- [STATED EXERCISE]: Pick out every line in the items below that contains the word "yellow", and copy each of those lines in full.

- [EXTRACTED MATERIAL]:
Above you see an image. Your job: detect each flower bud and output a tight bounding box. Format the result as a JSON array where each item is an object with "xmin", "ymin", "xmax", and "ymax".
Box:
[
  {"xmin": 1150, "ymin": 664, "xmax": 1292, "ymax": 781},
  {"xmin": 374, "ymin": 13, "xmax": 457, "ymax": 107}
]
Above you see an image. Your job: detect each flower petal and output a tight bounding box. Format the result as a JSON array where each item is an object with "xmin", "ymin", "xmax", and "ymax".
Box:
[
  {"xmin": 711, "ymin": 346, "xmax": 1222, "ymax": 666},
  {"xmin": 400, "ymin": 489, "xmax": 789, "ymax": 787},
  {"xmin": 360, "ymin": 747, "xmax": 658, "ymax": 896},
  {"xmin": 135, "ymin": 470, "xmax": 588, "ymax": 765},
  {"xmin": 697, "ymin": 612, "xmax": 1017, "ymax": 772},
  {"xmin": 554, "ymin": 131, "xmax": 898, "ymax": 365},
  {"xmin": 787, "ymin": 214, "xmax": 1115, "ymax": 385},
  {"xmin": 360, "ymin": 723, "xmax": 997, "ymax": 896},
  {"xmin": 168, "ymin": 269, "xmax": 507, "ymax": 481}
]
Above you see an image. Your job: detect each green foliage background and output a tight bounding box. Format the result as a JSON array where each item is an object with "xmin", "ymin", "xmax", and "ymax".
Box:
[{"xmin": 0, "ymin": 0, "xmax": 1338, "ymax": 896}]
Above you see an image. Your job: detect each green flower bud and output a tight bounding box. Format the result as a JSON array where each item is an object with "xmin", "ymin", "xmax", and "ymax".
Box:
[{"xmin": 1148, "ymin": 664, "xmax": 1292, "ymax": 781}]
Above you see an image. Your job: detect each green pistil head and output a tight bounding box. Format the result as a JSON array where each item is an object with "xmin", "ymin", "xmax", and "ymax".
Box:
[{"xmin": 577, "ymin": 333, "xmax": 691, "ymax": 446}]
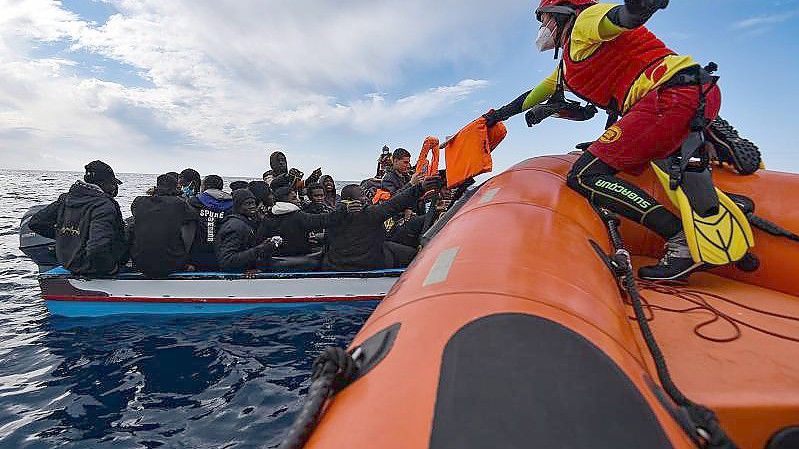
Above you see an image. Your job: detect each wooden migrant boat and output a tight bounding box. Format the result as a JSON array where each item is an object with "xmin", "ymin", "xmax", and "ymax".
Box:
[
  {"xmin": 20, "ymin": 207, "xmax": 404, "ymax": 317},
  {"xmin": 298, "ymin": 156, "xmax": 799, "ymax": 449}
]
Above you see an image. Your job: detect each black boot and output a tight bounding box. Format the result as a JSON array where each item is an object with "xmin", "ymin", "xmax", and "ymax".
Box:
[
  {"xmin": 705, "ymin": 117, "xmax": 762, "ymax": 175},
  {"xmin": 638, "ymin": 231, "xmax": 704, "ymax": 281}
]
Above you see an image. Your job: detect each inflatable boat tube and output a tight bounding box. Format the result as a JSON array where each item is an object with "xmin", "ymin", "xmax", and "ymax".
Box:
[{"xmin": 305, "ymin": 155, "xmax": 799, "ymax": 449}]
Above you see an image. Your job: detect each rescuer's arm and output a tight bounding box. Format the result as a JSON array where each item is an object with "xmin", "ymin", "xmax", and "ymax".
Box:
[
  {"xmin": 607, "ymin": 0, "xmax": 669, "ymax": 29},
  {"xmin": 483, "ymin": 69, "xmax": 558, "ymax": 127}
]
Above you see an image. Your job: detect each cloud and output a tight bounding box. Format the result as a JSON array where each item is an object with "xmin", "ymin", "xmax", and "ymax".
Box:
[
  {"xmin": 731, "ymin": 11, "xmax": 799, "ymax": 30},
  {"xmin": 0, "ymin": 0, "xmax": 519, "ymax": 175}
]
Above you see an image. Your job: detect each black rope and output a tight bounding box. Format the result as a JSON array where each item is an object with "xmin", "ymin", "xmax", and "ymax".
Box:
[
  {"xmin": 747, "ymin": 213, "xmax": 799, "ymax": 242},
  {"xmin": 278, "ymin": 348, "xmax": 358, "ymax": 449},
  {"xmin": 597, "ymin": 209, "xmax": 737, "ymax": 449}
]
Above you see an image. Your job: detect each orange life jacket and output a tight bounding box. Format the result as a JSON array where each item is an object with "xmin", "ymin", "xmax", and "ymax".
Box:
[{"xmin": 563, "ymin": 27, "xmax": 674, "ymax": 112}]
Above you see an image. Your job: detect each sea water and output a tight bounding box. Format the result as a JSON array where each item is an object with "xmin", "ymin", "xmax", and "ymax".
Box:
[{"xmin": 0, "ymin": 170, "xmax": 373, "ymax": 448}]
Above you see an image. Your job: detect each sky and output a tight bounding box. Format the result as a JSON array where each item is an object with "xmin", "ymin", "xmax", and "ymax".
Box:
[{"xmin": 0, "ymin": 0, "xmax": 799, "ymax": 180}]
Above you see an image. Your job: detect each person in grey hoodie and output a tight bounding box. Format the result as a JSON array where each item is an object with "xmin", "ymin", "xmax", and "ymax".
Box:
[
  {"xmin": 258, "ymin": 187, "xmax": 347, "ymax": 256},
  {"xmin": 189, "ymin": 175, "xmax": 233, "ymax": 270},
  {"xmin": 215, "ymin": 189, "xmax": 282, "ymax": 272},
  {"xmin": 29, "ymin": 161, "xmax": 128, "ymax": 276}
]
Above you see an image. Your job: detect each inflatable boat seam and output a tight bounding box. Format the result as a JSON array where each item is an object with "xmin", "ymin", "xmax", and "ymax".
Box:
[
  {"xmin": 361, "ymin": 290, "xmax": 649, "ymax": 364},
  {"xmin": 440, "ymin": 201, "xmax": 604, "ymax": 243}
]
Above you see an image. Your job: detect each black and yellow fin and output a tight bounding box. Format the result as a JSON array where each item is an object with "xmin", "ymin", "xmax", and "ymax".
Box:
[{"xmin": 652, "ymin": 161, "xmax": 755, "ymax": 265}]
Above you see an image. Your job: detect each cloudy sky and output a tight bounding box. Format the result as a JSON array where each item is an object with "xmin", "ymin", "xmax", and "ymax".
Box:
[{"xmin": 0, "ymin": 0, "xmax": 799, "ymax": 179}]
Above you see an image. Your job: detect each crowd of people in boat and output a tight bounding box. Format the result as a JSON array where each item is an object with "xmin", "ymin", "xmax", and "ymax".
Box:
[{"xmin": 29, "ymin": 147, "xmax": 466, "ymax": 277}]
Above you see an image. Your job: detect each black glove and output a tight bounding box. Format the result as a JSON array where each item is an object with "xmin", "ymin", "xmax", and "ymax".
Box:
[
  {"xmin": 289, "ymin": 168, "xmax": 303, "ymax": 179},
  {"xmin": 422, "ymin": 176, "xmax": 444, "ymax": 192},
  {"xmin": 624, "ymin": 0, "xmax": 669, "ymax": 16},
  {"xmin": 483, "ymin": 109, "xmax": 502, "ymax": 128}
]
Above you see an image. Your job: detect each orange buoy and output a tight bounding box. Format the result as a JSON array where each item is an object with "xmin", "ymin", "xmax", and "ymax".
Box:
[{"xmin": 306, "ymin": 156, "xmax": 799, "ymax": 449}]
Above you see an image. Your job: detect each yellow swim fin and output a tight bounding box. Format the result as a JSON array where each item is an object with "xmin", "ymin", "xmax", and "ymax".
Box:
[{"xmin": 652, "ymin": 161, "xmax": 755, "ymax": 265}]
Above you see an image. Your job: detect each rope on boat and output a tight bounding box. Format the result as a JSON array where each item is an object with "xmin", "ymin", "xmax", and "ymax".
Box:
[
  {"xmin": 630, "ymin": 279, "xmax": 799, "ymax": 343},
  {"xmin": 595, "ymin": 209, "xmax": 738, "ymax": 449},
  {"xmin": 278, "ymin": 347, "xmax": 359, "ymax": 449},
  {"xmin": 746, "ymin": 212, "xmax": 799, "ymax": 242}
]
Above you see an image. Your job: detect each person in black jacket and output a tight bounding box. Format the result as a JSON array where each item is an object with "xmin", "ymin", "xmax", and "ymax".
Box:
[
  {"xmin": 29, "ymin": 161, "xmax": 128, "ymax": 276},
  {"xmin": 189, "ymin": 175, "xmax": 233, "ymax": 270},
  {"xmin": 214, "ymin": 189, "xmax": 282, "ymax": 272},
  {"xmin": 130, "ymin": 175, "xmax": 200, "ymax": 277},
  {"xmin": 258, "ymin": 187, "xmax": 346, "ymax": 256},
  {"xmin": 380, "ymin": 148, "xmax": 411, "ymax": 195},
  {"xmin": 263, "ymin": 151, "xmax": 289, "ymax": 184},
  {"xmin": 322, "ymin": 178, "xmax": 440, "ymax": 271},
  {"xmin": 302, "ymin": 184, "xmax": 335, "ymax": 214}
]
---
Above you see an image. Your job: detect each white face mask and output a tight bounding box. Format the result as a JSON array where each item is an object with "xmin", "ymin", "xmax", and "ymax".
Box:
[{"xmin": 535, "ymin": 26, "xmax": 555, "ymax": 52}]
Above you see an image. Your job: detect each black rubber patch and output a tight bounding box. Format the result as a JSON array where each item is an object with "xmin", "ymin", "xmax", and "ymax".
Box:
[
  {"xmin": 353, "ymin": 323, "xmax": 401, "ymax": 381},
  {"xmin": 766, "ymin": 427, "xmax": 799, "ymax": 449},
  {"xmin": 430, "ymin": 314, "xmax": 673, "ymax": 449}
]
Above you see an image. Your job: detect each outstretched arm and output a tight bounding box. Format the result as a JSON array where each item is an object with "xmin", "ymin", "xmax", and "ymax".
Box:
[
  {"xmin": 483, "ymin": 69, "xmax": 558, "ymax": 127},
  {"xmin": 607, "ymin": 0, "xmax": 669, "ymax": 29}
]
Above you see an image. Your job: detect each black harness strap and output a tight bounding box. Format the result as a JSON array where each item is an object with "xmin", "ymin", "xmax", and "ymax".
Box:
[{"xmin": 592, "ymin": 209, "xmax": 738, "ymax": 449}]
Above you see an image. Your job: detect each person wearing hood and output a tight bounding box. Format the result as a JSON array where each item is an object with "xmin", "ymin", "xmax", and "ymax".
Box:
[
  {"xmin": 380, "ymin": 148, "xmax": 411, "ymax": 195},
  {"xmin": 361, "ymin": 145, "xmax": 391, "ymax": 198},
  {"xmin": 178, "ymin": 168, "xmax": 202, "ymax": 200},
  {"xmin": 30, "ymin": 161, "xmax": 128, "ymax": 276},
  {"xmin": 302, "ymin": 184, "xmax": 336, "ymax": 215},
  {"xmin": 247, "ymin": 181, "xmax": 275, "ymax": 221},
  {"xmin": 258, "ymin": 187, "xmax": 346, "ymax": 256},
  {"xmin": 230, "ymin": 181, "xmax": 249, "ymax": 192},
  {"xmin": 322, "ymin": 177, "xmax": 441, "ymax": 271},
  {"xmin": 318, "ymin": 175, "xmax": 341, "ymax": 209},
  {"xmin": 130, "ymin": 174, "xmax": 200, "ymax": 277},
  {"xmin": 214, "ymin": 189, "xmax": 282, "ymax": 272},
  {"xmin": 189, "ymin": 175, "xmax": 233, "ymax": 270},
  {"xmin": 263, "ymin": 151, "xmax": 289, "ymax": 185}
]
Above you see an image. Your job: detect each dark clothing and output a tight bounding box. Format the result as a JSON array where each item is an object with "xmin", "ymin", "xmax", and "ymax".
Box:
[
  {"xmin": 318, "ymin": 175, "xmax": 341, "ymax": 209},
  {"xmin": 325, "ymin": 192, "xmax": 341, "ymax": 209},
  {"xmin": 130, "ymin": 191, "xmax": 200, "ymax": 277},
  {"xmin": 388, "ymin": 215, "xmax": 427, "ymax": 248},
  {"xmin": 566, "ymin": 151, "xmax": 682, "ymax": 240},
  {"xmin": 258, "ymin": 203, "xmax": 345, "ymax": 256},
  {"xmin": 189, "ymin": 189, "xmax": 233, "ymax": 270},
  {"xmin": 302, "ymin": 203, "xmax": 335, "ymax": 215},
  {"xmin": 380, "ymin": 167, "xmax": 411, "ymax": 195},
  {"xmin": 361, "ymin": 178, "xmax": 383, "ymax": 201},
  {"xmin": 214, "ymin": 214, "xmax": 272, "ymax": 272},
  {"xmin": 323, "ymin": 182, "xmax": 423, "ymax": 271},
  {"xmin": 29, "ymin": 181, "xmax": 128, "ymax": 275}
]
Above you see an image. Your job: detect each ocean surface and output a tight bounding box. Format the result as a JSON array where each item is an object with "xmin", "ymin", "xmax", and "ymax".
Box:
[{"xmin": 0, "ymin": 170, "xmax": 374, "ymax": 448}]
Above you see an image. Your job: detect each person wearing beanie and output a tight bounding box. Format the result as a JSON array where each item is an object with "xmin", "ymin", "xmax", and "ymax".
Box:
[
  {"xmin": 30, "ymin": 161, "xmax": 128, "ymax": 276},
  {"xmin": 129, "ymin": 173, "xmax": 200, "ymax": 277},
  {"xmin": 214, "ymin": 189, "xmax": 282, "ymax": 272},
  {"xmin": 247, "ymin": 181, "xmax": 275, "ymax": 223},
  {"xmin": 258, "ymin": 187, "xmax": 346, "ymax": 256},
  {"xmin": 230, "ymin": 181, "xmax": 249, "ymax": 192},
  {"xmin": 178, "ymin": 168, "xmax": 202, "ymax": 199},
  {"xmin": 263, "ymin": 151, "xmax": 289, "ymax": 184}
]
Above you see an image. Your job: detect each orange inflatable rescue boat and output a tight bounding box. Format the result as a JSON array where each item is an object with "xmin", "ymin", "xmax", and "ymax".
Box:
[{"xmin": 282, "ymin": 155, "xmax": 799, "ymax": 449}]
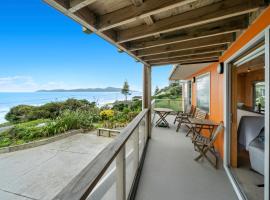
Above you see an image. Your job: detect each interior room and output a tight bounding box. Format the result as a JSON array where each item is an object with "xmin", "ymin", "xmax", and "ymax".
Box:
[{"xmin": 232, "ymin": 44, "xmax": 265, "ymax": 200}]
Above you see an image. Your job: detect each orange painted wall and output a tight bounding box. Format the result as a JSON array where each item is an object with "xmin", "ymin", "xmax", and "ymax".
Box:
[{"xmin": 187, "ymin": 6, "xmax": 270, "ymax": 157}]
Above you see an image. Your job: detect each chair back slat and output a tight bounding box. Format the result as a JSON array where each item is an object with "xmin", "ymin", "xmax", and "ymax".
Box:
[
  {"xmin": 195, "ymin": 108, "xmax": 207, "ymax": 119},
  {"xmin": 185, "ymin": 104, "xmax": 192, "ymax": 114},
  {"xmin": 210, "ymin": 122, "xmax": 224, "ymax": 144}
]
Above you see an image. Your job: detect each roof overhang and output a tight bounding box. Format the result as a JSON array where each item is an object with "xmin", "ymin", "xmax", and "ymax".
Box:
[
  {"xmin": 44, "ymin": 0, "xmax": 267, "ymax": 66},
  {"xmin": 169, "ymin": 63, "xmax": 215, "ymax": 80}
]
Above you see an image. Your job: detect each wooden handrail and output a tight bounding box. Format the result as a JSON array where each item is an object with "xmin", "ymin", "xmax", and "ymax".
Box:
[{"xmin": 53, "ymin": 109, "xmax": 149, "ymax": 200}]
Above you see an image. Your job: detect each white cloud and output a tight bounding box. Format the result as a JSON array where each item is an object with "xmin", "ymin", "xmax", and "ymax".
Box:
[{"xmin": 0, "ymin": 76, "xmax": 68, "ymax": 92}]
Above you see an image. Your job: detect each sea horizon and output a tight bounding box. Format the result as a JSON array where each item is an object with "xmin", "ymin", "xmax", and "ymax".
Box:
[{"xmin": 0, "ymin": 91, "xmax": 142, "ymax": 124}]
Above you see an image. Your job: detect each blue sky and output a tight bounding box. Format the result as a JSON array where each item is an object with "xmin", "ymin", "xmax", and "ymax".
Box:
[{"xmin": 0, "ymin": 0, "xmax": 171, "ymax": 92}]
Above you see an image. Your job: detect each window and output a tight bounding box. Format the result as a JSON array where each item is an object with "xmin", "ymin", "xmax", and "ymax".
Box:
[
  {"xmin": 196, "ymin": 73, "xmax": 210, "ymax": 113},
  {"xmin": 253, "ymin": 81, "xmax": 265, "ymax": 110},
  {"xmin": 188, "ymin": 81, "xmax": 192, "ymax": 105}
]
...
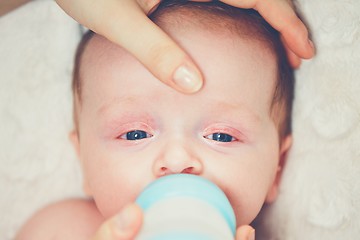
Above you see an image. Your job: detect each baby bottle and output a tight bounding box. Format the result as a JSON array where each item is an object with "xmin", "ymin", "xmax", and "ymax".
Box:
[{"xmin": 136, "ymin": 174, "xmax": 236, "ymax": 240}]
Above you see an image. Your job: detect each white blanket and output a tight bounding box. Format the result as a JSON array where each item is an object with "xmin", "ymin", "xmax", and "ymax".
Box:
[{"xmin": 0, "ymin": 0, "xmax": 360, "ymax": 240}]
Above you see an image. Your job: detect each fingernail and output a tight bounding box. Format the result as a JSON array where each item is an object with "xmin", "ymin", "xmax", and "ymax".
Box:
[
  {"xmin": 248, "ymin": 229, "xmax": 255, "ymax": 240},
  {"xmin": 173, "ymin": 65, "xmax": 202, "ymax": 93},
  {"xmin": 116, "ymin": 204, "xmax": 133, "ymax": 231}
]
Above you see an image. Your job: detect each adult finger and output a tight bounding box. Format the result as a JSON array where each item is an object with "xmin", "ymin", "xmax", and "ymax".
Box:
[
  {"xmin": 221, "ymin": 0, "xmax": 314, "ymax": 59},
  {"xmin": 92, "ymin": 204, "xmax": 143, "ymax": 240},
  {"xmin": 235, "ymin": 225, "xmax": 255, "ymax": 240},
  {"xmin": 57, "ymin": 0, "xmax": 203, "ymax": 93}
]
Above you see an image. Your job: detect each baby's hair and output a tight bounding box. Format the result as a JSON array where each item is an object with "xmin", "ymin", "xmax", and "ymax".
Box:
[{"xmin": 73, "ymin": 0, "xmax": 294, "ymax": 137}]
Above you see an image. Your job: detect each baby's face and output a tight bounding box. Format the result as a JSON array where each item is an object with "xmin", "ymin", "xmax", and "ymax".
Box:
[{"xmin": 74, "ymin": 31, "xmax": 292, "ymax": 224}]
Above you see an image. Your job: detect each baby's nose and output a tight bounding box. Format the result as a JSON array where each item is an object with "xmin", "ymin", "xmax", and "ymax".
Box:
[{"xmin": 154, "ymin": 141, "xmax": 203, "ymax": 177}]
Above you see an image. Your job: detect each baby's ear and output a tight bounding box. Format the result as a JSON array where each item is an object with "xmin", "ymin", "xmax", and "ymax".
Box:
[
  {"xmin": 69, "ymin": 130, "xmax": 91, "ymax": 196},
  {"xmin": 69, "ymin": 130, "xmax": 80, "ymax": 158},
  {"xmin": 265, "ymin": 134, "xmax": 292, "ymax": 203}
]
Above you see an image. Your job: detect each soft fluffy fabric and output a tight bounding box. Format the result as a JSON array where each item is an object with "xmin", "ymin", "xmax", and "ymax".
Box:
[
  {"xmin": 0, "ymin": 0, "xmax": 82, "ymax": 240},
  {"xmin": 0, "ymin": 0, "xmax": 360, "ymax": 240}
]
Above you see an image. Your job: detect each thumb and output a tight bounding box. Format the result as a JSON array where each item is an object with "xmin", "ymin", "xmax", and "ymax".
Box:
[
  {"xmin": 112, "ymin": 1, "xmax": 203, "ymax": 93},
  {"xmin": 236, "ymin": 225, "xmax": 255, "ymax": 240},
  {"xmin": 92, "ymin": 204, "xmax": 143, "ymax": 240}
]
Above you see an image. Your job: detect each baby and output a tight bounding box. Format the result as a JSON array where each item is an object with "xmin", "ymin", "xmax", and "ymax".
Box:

- [SOLUTION TO THIS EXERCISE]:
Above you see an image. Your job: detect each black and yellow fin and output a tight bounding box. Format the result as a JSON array where each item is an object with "xmin", "ymin", "xmax", and "ymax".
Above you see an image. Your job: detect each yellow swim fin and output a tight bounding box. Format the result as a JSON array where each item is an object with "xmin", "ymin", "xmax", and "ymax".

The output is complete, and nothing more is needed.